-- PAGE TEXT --
★ ★ ★ ★
Dr. Stephen Goldrick (UCL Biochemical Engineering)
Dr. Chris Spencer (AstraZeneca, Cambridge)
Dr. Michael Thomas (UCL London Centre for Nanotechnology / Biochemical Engineering)
Metabolic profiling of mammalian cultures enables a greater understanding of the physiological state of cells throughout a bioreactor run in addition to monitoring the key metabolite concentrations. This information is invaluable for the development of bespoke amino acid feeds that can be tailored to individual cell lines to enhance productivity and minimise product heterogeneities. However, a major challenge of the metabolic profiling is the cost and challenge of generating the time-course metabolic profiles for a high number of cell cultures.
This project aims to overcome this hurdle by combining the power of a high-throughput Raman (HT) instrument with surface enhanced Raman spectroscopy (SERS). The application of multivariate data analysis (MVDA) and machine learning to the Raman data will enable the prediction of key metabolites for bioreactor control.This project is multidisciplinary involving two world-leading research centres and a global pharmaceutical company. The project combines the strengths of the London Centre for Nanotechnology (LCN) leveraging their expertise in metallic nanoparticle design, synthesis and modification for label-free surface enhanced Raman spectroscopy. In addition to UCL’s Biochemical Engineering department that is a world leader in bioprocess research creating novel engineering solutions to underpin future biomanufacturing operations and will lead the advanced data analytics and modelling of this project. These two partners will support the ultimate goal of AstraZeneca which is to push the boundaries of science to deliver life-changing medicines.
The work will generate data to train an MVDA model to build the correlations between the Raman spectra and off-line measurements of interest. These measurements can be incorporated into a control strategy enabling at-line control of essential amino acid concentrations and provides the foundation for the development of customised feeds to enhance bioreactor performance for AstraZeneca cell lines.
★ ★ ★ ★
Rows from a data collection
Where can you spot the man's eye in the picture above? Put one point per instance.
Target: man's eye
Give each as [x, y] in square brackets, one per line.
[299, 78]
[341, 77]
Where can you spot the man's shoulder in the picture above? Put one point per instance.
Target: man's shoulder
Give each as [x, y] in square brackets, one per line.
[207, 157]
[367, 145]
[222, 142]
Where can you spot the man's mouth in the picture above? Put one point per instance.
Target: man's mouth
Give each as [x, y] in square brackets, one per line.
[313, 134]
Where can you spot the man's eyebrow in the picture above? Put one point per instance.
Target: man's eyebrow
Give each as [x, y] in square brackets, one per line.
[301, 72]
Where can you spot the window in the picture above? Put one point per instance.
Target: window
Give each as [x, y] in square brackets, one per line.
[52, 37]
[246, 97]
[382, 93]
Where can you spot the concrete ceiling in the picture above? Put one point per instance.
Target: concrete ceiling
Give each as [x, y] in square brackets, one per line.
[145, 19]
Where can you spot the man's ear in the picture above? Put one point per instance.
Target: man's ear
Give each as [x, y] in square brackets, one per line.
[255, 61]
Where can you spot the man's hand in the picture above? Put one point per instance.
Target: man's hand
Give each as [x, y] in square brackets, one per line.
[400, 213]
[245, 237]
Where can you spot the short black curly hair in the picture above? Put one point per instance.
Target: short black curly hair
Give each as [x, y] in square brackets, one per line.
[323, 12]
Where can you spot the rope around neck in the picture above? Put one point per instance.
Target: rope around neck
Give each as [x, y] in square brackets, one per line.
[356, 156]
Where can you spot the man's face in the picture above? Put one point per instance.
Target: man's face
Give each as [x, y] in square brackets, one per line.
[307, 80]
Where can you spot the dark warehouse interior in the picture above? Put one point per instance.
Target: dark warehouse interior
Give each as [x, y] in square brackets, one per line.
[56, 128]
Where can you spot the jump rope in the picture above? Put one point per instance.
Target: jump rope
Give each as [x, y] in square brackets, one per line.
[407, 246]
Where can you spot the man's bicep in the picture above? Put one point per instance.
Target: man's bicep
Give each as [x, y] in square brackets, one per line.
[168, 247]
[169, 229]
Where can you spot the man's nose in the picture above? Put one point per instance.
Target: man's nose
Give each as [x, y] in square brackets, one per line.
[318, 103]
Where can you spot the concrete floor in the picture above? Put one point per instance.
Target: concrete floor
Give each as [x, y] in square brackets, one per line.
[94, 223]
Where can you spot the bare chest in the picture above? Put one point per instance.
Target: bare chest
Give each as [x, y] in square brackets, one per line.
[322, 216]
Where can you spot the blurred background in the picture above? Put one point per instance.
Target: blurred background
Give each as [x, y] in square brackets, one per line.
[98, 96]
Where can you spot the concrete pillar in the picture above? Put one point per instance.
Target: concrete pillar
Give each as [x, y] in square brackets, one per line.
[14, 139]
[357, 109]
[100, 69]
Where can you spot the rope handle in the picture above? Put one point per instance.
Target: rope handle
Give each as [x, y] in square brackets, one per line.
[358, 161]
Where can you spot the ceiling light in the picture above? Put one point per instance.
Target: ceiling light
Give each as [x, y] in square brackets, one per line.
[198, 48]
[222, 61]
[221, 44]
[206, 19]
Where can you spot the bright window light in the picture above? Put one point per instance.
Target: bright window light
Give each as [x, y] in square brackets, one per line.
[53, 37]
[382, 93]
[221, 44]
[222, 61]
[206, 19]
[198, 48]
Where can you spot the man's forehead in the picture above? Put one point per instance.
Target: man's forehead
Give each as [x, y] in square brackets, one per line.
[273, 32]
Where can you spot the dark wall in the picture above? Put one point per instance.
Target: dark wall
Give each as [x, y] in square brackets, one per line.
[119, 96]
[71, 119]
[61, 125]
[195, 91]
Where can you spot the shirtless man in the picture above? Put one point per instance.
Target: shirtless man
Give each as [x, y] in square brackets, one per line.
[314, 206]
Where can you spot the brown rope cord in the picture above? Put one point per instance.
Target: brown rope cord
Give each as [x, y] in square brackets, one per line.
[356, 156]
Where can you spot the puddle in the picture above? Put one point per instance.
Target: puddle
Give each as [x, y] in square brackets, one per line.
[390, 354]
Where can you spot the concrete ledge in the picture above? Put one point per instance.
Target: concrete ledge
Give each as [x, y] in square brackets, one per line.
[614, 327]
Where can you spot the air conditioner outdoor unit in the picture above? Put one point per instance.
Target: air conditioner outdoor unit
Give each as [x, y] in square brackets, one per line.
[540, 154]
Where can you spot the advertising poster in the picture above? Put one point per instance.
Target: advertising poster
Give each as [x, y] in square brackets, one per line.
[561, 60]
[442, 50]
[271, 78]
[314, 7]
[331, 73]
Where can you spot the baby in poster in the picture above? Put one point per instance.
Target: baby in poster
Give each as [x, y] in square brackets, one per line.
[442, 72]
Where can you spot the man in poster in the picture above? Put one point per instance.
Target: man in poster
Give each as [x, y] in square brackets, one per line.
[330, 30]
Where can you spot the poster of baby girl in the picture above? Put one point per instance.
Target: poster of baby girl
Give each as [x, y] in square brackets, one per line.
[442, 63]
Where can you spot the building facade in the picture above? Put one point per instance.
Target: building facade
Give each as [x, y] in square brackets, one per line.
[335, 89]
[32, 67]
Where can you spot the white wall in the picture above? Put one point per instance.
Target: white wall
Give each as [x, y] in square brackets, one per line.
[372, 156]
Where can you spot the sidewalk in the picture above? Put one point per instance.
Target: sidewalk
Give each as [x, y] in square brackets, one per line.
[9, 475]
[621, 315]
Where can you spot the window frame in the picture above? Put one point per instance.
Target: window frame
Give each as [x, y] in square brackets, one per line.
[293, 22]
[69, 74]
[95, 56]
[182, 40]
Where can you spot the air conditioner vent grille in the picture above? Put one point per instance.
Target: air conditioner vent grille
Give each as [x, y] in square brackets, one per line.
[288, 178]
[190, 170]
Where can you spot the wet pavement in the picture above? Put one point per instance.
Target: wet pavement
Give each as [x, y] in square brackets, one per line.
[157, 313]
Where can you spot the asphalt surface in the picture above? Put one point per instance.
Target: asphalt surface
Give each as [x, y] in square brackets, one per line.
★ ★ ★ ★
-- DIRECTIONS --
[A] Answer these questions from the project description:
(i) What expertise does the London Centre for Nanotechnology bring?
(ii) What will the MVDA model build correlations between?
(iii) What does the text name as a major challenge of metabolic profiling?
[B] List every person named in the project description.
[C] Write the next part of the project description, picking up after its final sentence.
These rows have no connection to the project description.

-- WRITTEN ANSWERS --
[A]
(i) Metallic nanoparticle design, synthesis and modification for label-free surface enhanced Raman spectroscopy.
(ii) The Raman spectra and off-line measurements of interest.
(iii) The cost and challenge of generating the time-course metabolic profiles for a high number of cell cultures.

[B] Dr. Stephen Goldrick, Dr. Chris Spencer, Dr. Michael Thomas

[C]
The candidate will have the opportunity to work at both AZ in Cambridge and at UCL in London, using the facilities available at both organisations will be a great advantage.
Develop models allowing Raman spectroscopy to replace traditional analytical techniques such as metabolite analysers. Ultimately this project will lead to an automated process for the conversion of Raman spectra to actionable bioprocess information.
• Conduct experiments to gather off-line data and spectra, catalogue the parameters that can be measured using the Raman system. The following should be evaluated;
o Amino acids
o Product titer
o Product quality (clipping, tri-sulphide bonds, aggregation etc.)
• Autonomize the analysis of Raman spectra and conversion to bioprocess information
We are looking for a highly motivated, enthusiastic individual, capable of thinking and working independently and willing to learn new skills. Applicants should have or shortly expect to obtain a Degree (or equivalent) in a relevant subject such as biochemical engineering, biochemistry, computer science etc. Experience with bioreactor operation, multivariate data analysis, coding or machine learning would be advantageous. This position is open to UK/EU candidates only. Interviews for the position will take place in March 2020 (link to BBSRC criteria)
Full funding covering the University Composition Fee and Maintenance (currently £17,000 pa), is provided for up to 3 years, with effect from 1 October 2020.